# EXCERPTED PASSAGE:
══════════

In his 2002 book The Godwins, Frank Barlow sympathetically examined the arguments put forward by Anscombe and Lundie Barlow. He included a family tree based on their work, showing Godwin's descent from Æthelred I, and at one point described Wulfnoth Cild as the son of Æthelmær the Stout. Elsewhere he was more cautious, describing Wulfnoth as the probable son of Æthelmær, and questioning whether a family which had used names for seven generations almost all starting with Æthel- or Ælf- would suddenly have thrown up a Wulfnoth, particularly as Æthelmær the Stout's known sons continued the tradition. He stated nevertheless that "This pedigree, even if mistaken, is of the right type."

Frank Barlow is almost alone among modern scholars in taking the theory seriously. Peter Rex, in his biography of Harold, describes Godwin as one of Cnut's new men, and dismisses claims that the family had aristocratic ancestry. Emma Mason, in her history of the Godwin family, describes Wulfnoth as a mystery man who was probably a minor figure at court in the late tenth century, and Ian Walker in his biography of Harold gives a similar description of Wulfnoth as "a relatively minor figure who attended court only infrequently". Williams in her ODNB article on Godwin, and Robin Fleming in her ODNB article on Harold, do not mention the theory when discussing Godwin's ancestry, and according to Stenton: "Of his origin nothing can be said with any assurance."

══════════

# TASK LIST:
1/ Recast the paragraph of the excerpt on Godwin's ancestry that begins "Frank Barlow is almost alone" as a bulleted list, keeping each scholar's position.
2/ In the excerpt on Godwin's ancestry, list every scholar named in the paragraph beginning "Frank Barlow is almost alone," other than Frank Barlow himself.
3/ Carry on the excerpt on Godwin's ancestry with the passage that would follow its final sentence.
The items do not need to be consulted.

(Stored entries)
══════════

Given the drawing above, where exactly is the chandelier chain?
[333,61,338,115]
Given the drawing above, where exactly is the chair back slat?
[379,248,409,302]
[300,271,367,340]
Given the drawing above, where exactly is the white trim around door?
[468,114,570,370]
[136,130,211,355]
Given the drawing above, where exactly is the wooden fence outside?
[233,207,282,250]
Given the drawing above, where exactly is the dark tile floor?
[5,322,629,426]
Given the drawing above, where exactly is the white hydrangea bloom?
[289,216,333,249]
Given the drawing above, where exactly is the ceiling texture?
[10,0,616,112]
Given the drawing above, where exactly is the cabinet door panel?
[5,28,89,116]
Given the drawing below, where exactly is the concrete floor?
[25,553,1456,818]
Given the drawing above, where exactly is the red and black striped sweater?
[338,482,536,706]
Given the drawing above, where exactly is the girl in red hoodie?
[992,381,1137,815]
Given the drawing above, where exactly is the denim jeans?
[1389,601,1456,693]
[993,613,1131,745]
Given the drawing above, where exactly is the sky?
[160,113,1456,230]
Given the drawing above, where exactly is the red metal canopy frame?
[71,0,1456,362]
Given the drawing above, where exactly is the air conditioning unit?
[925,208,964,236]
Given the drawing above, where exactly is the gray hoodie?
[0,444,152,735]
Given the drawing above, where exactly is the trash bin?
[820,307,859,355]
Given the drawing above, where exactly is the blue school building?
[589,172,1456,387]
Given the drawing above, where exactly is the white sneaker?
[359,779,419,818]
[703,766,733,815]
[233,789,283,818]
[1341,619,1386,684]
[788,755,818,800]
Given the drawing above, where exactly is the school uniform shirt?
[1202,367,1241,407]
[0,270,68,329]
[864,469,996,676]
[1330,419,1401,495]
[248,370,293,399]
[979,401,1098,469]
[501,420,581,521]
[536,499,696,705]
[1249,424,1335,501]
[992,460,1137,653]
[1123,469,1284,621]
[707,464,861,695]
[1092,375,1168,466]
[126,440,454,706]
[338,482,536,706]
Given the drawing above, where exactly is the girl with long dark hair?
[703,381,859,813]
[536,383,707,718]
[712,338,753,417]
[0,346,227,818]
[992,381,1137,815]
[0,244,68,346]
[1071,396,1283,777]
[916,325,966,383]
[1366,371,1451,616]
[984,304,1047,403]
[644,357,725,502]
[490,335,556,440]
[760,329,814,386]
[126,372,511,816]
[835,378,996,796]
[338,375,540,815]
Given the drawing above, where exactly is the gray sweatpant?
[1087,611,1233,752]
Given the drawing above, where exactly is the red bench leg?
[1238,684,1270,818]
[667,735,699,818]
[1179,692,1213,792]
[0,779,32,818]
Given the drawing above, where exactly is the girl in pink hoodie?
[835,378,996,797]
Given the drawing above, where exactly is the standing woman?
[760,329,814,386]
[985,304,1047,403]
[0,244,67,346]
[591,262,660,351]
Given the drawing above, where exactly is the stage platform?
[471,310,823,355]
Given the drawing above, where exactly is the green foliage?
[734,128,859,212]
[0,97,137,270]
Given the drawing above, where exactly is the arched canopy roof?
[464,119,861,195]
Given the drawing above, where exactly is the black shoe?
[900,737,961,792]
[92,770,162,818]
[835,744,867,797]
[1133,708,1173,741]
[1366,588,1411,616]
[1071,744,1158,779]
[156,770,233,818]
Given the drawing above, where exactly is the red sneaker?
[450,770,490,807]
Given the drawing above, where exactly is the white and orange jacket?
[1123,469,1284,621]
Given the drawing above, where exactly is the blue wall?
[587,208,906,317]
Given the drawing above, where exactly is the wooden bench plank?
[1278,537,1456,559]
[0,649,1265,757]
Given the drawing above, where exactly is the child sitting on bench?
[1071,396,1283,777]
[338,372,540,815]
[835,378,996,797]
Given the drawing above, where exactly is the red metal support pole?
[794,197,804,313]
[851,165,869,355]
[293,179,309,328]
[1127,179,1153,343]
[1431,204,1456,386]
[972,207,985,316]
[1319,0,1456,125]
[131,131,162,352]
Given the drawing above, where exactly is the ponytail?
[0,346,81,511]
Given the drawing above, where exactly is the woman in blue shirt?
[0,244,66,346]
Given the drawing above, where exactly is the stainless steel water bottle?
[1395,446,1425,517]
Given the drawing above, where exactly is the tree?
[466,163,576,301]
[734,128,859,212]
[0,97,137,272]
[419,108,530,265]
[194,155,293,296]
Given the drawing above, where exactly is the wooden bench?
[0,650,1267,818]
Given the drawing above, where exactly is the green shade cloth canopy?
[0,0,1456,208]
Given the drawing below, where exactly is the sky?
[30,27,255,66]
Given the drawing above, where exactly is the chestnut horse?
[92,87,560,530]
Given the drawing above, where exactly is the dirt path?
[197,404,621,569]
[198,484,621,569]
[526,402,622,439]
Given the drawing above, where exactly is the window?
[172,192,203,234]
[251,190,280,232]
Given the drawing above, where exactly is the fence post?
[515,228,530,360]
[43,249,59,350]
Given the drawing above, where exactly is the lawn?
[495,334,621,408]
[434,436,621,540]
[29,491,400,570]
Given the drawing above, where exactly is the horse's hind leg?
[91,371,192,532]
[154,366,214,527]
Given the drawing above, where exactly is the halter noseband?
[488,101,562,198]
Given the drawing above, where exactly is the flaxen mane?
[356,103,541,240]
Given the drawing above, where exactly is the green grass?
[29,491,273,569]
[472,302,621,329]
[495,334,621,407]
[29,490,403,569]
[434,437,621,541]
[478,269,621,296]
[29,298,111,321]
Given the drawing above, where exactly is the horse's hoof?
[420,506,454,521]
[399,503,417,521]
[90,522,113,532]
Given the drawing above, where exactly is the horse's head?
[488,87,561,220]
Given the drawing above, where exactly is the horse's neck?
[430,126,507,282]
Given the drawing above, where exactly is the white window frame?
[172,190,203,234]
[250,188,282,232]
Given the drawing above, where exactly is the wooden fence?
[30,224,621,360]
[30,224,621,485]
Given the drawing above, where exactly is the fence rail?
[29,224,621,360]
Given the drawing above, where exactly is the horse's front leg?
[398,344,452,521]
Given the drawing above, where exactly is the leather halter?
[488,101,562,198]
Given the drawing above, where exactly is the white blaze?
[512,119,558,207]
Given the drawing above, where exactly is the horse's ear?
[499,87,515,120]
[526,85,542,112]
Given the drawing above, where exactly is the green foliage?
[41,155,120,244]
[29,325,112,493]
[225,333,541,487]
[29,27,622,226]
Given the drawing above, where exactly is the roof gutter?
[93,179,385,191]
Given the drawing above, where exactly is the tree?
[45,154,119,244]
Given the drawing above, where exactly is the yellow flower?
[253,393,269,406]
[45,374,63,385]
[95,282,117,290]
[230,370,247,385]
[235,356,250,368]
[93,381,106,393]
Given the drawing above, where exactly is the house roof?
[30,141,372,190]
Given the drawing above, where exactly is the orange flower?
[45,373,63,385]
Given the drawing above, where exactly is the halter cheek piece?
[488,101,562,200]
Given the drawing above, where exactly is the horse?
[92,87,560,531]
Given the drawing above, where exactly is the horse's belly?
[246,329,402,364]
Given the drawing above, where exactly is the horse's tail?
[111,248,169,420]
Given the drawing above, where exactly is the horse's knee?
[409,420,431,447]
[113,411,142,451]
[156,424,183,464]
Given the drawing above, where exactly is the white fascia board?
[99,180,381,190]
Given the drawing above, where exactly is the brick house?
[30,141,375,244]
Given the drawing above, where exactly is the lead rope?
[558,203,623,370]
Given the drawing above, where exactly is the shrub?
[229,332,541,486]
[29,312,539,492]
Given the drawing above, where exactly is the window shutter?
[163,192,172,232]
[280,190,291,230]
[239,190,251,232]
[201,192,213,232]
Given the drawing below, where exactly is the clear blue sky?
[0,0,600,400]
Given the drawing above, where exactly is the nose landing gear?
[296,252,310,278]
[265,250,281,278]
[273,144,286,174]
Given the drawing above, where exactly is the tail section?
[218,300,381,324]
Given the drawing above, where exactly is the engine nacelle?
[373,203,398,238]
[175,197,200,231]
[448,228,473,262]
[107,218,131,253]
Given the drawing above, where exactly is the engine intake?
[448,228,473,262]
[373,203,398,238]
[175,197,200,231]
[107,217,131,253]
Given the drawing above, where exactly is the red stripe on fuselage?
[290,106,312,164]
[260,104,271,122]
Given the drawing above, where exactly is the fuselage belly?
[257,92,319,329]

══════════

# ANSWER LIST:
1/
- Frank Barlow: almost alone among modern scholars in taking the theory seriously.
- Peter Rex (biography of Harold): describes Godwin as one of Cnut's new men and dismisses claims of aristocratic ancestry.
- Emma Mason (history of the Godwin family): calls Wulfnoth a mystery man, probably a minor figure at court in the late tenth century.
- Ian Walker (biography of Harold): describes Wulfnoth as "a relatively minor figure who attended court only infrequently".
- Williams (ODNB article on Godwin) and Robin Fleming (ODNB article on Harold): do not mention the theory when discussing Godwin's ancestry.
- Stenton: "Of his origin nothing can be said with any assurance."

2/
- Peter Rex
- Emma Mason
- Ian Walker
- Williams
- Robin Fleming
- Stenton

3/
==Succession to the throne==
Even if Harold was descended from Æthelred I, it would not have given him a hereditary claim to the throne according to the rules of royal succession in later Anglo-Saxon England. Eligibility was confined to æthelings, that is throne-worthy princes of the royal house. In earlier Anglo-Saxon times, eligibility depended on descent from the fifth- or sixth-century founder of each kingdom, but it later became more restricted. According to David Dumville: "The Anglo-Saxon ætheling in the period from the ninth-century Scandinavian settlements to the Norman Conquest was a prince of the royal house. He shared with the reigning king descent from a common grandfather at least". All known West Saxon æthelings after 900 were the sons of kings except for Harold's rival for the throne in 1066, Edgar the Ætheling, who was the grandson of King Edmund Ironside. Edgar was thus an ætheling according to Dumville's definition, but in the view of Pauline Stafford, only the son of a present or former king could be an ætheling, and when Edward the Confessor gave this designation to his great-nephew Edgar, it was a form of adoption without known recent precedent, because for the first time since the beginning of the ninth century there was no living ætheling in the strict sense of a son of a king.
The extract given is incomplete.